### Passage
Wednesday, December 5, 2012

Cooking a whole pumpkin

Whew... it's been quite a week, as you can tell by my severe lack of posting anything to keep you occupied!

Well, I looked at the calendar and realized it was December, so it was time to get rid of my pumpkin.  I saw on one of the blogs I follow that you can cook any pumpkin whole and thought I'd give it a go! Prior to seeing this, I thought that you could only eat the special 'pie pumpkins' and that you had to clean them and slice them before cooking.  Way too big of a pain for me.  But I just used your typical carving/decorating pumpkin, and yes, I cooked it whole.  Easy Peasy!

First, you've gotta stab some good holes in your pumpkin, just like you are baking a giant potato.  Then you put him in a glass dish and bake him at 350 until he's soft.  Mine took two hours.

Going in the oven (be sure to lower your rack and make space before turning it on!)

After baking
 Then I skinned him, cleaned him, and separated him into three bowls:
Preparing the cooked pumpkin

Three bowls - flesh (to be pureed) seeds (to be roasted) and scraps (to be fertilizer)

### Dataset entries
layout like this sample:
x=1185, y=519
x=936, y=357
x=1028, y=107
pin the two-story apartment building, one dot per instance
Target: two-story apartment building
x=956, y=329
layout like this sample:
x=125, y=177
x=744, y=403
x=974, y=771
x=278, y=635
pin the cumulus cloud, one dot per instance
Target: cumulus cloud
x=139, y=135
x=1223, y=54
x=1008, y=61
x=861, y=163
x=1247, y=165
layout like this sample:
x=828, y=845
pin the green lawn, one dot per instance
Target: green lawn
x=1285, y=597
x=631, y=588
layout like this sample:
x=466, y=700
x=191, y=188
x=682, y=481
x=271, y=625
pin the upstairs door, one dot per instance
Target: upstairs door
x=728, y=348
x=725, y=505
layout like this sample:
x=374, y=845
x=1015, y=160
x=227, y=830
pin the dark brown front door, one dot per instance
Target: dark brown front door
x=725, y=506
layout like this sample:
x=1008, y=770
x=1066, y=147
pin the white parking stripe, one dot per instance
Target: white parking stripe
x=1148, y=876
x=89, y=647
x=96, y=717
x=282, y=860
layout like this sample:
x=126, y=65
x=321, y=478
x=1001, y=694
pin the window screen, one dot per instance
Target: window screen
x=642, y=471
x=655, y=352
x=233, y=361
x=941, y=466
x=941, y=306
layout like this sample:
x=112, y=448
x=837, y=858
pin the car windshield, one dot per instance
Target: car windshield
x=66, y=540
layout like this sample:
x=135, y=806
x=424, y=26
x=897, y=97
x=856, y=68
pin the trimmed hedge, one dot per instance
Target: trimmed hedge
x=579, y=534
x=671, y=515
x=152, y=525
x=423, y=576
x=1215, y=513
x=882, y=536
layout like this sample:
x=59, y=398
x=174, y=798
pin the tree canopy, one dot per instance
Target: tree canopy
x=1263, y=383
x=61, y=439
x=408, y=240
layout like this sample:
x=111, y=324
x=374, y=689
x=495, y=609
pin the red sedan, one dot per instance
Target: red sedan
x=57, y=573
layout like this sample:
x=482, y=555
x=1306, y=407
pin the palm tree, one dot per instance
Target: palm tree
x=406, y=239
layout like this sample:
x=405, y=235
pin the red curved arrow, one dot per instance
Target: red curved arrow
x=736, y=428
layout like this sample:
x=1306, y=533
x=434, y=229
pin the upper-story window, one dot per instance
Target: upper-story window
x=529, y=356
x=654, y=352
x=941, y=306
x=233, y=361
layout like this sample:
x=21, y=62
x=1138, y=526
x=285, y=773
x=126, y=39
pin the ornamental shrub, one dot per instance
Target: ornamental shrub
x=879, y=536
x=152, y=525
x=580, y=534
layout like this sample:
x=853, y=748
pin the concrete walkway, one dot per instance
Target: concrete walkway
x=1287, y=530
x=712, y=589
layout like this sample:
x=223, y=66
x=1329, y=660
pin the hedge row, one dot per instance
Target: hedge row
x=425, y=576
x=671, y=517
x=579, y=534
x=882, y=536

### Task item
From the pumpkin-cooking passage, set down word for word the portion that opens with the words containing "Wednesday, December 5, 2012" and closes with "took two hours.".

### Result of the exercise
Wednesday, December 5, 2012

Cooking a whole pumpkin

Whew... it's been quite a week, as you can tell by my severe lack of posting anything to keep you occupied!

Well, I looked at the calendar and realized it was December, so it was time to get rid of my pumpkin.  I saw on one of the blogs I follow that you can cook any pumpkin whole and thought I'd give it a go! Prior to seeing this, I thought that you could only eat the special 'pie pumpkins' and that you had to clean them and slice them before cooking.  Way too big of a pain for me.  But I just used your typical carving/decorating pumpkin, and yes, I cooked it whole.  Easy Peasy!

First, you've gotta stab some good holes in your pumpkin, just like you are baking a giant potato.  Then you put him in a glass dish and bake him at 350 until he's soft.  Mine took two hours.